**Selected excerpt:**
________________________

We hone the conflict story by telling and retelling versions of it to ourselves and others, adding in juicy bits of information as they occur in order to further our case of victimization.

As this story takes shape in our minds, we typically talk to the people around us to get their feedback.  Naturally, we select people who display sympathy and as a result... we get lots of sympathy.  We might choose to take an active approach toward resolution by hiring an attorney or a mediator to help us get through the problem.  

If we hire an attorney, she'll listen to our conflict story, shape an argument out of it that is supported by law, then prepare that argument for the judge.  If we choose to work with a mediator, we'll tell our story to the other party directly in the hopes of talking it through.  In either case, we expect to convey our understanding of the situation clearly enough that we sway another person's beliefs.

I recently had an experience that brought home the limitations of this strategy when I got a text from my elderly neighbor regarding my dog. Unlike most dog disputes, in this case Barbara likes my dog too much.  She routinely lets him into her home, feeds him tasty treats and cuddles up with him on her couch to watch television.  My gregarious dog will escape all types of containment for Barbara’s affection.  

After months of apologizing for my dog’s trespassing, politely asking for her to not feed him, and explaining the dangers and inconvenience of not being able to call to him to come home when she lets him inside, the issue came to a head one cold night when she sent a photo of my dog curled up at her feet under a blanket with the caption Just chillin'.  I quickly texted back Please don't let my dog in your house.

________________________

**Material shown:**
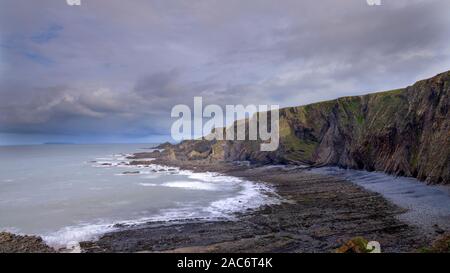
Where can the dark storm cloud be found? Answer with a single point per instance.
(115, 67)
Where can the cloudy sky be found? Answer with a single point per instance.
(110, 71)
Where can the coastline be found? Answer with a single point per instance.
(319, 213)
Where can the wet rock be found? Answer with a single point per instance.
(131, 172)
(11, 243)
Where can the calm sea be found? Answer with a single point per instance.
(68, 193)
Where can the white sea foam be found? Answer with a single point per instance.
(192, 185)
(248, 195)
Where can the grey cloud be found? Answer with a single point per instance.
(119, 67)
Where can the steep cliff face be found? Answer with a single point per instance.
(403, 132)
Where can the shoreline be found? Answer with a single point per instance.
(319, 214)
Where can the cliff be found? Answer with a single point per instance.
(403, 132)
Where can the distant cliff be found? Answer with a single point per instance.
(404, 132)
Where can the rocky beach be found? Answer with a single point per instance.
(317, 213)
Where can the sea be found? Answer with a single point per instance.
(70, 193)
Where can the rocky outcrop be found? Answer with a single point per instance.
(403, 132)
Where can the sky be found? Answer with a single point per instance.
(111, 71)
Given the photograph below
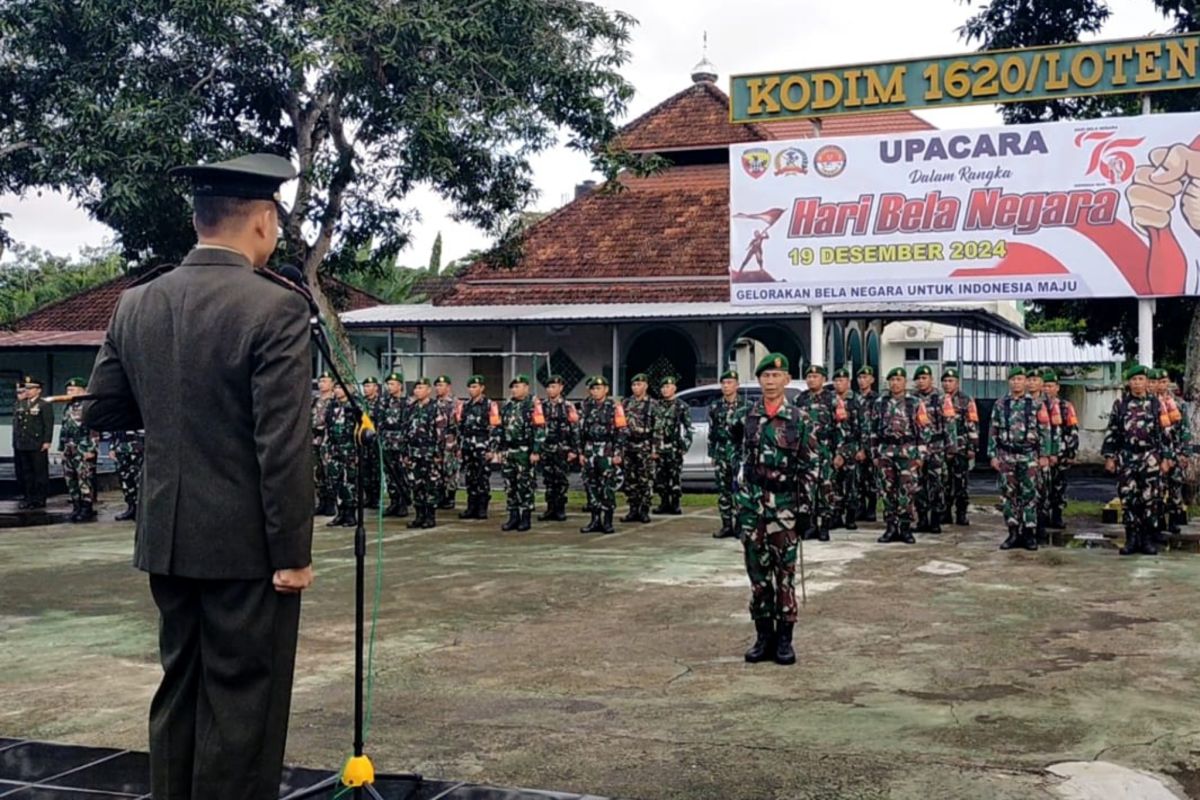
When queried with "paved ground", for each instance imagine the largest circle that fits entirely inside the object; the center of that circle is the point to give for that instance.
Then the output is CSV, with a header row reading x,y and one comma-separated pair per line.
x,y
613,665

________________________

**Set exercise 1:** Return, unchanged, the part of the conflict-story passage that begins at the words "If we hire an" and stops after "for Barbara’s affection.".
**Set exercise 2:** Write the next part of the passage about conflict stories and the neighbor's dog, picking up after its final sentence.

**Written reply 1:**
If we hire an attorney, she'll listen to our conflict story, shape an argument out of it that is supported by law, then prepare that argument for the judge.  If we choose to work with a mediator, we'll tell our story to the other party directly in the hopes of talking it through.  In either case, we expect to convey our understanding of the situation clearly enough that we sway another person's beliefs.

I recently had an experience that brought home the limitations of this strategy when I got a text from my elderly neighbor regarding my dog. Unlike most dog disputes, in this case Barbara likes my dog too much.  She routinely lets him into her home, feeds him tasty treats and cuddles up with him on her couch to watch television.  My gregarious dog will escape all types of containment for Barbara’s affection.

**Written reply 2:**
She answered I care about Zephyr and would never do anything to hurt him and I responded and we went back and forth for too long.  After a frightfully emotional exchange of texts in which I continued to devolve, I stepped away from my phone.  I realized I had exhausted my capacity for reasonable dialogue.  I was entering crazy-land.  This was scary because in that topsy-turvy conflict-mind, if I stopped texting, the nutty neighbor wins. 

In order to tear myself away from the compelling Last Word, I told myself I was "letting go."  This felt much better than "giving up." I had to let go of my need to win this argument, which meant I had to let go of the opportunity to be right.  In fact, even though we were the only two people engaged in this mud-fest, I had to let go of the chance to be seen as the sensible, intelligent person that I like to believe I am.  

Letting go of being right and winning the argument freed me to reframe the situation.  It was like the polarizing dynamic of our text exchange held me in a lock-down with a lonely, aging widow.  Once I realized there was nothing TO win, I was able to move forward into a new picture of the situation.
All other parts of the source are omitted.